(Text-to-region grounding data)

=-=-=

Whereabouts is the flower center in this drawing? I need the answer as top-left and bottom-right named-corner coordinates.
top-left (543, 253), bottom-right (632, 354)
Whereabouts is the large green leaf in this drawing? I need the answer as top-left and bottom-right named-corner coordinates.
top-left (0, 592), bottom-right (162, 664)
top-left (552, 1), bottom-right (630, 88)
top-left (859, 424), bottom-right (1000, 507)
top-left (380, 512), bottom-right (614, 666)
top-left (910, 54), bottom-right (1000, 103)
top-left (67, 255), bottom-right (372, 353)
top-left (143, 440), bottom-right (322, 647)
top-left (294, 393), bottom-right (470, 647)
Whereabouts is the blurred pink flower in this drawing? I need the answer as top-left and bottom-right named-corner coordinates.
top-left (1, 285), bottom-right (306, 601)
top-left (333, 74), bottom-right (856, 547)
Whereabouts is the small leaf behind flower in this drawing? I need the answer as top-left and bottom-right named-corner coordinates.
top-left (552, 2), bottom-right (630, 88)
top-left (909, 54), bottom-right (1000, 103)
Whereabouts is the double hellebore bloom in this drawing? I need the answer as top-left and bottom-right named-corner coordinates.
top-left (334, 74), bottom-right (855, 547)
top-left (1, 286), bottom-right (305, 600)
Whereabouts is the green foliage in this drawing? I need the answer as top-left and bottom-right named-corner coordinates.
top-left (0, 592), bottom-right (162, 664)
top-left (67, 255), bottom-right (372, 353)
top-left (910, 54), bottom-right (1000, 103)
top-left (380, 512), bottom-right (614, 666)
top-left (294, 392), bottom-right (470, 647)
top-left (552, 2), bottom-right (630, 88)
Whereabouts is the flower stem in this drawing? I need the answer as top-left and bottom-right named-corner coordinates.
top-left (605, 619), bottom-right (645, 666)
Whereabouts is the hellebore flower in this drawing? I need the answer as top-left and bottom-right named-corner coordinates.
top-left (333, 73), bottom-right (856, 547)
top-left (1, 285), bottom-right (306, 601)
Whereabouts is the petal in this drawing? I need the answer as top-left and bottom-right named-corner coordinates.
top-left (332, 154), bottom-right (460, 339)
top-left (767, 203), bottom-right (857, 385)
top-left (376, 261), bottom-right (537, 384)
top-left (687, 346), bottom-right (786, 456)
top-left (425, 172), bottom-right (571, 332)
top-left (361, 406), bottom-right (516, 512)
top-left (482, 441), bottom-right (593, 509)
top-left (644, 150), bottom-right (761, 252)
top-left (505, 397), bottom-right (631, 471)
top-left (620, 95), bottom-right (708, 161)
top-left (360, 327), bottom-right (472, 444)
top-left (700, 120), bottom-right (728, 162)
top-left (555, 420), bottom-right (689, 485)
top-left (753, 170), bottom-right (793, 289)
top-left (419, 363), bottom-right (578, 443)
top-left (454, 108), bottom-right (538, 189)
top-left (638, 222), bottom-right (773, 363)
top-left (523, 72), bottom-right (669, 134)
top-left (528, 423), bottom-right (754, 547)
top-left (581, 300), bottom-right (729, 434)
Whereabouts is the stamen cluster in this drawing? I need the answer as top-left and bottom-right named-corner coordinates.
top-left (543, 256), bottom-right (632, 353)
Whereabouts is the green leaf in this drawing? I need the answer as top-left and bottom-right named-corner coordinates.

=-=-=

* [EXERCISE REQUIREMENTS]: Each line of the data above should appear again in your answer, exactly as given.

* [EXERCISE SOLUTION]:
Whereabouts is the flower center in this drawing? I need the answer as top-left and bottom-right named-corner coordinates.
top-left (543, 253), bottom-right (632, 354)
Whereabouts is the large green leaf in this drawing? I need the answer as top-left and bottom-right named-corner coordinates.
top-left (0, 592), bottom-right (162, 664)
top-left (552, 1), bottom-right (630, 88)
top-left (859, 424), bottom-right (1000, 507)
top-left (380, 512), bottom-right (614, 666)
top-left (910, 54), bottom-right (1000, 103)
top-left (67, 255), bottom-right (372, 353)
top-left (143, 440), bottom-right (322, 647)
top-left (294, 393), bottom-right (470, 647)
Whereabouts is the blurred pink flower in this drawing? I need the answer as top-left and bottom-right named-corner coordinates.
top-left (1, 285), bottom-right (306, 601)
top-left (333, 74), bottom-right (856, 547)
Whereabouts is the small leaf behind flower in this drawing? I need the answer as top-left and bottom-right named-corner coordinates.
top-left (552, 2), bottom-right (630, 88)
top-left (909, 54), bottom-right (1000, 103)
Whereabouts is the double hellebore bloom in this drawing? I need the answer as top-left and bottom-right named-corner coordinates.
top-left (334, 74), bottom-right (855, 547)
top-left (1, 286), bottom-right (305, 600)
Whereabouts is the green foliage in this drawing? I need the answer as top-left and bottom-right named-corner coordinates.
top-left (0, 592), bottom-right (162, 664)
top-left (67, 255), bottom-right (372, 353)
top-left (910, 54), bottom-right (1000, 103)
top-left (380, 512), bottom-right (614, 666)
top-left (294, 392), bottom-right (470, 647)
top-left (552, 2), bottom-right (630, 88)
Whereabouts is the flower stem in this drawing? I need the answer as top-left and bottom-right named-corner coordinates.
top-left (605, 619), bottom-right (645, 666)
Whereabouts is the hellebore flower in this drawing? I need the answer as top-left and bottom-right named-corner coordinates.
top-left (333, 73), bottom-right (856, 547)
top-left (1, 285), bottom-right (306, 601)
Whereabouts is the petal in this drawing? I need the answer as top-left and bottom-right named-corner coordinates.
top-left (332, 154), bottom-right (460, 339)
top-left (767, 203), bottom-right (857, 385)
top-left (376, 261), bottom-right (537, 384)
top-left (687, 346), bottom-right (786, 456)
top-left (425, 172), bottom-right (571, 332)
top-left (361, 406), bottom-right (516, 512)
top-left (482, 441), bottom-right (593, 509)
top-left (644, 150), bottom-right (761, 252)
top-left (505, 397), bottom-right (631, 471)
top-left (620, 95), bottom-right (708, 161)
top-left (360, 327), bottom-right (472, 444)
top-left (700, 120), bottom-right (728, 162)
top-left (555, 420), bottom-right (689, 485)
top-left (753, 170), bottom-right (793, 289)
top-left (419, 363), bottom-right (578, 443)
top-left (454, 108), bottom-right (538, 189)
top-left (638, 222), bottom-right (773, 363)
top-left (523, 72), bottom-right (669, 134)
top-left (528, 423), bottom-right (754, 547)
top-left (581, 300), bottom-right (729, 434)
Whereabouts is the stamen cluster in this drawing? I need the answer as top-left and bottom-right named-corner coordinates.
top-left (543, 256), bottom-right (632, 353)
Whereabouts is the green leaf in this drawing? I need the answer as top-left and bottom-right named-corner coordinates.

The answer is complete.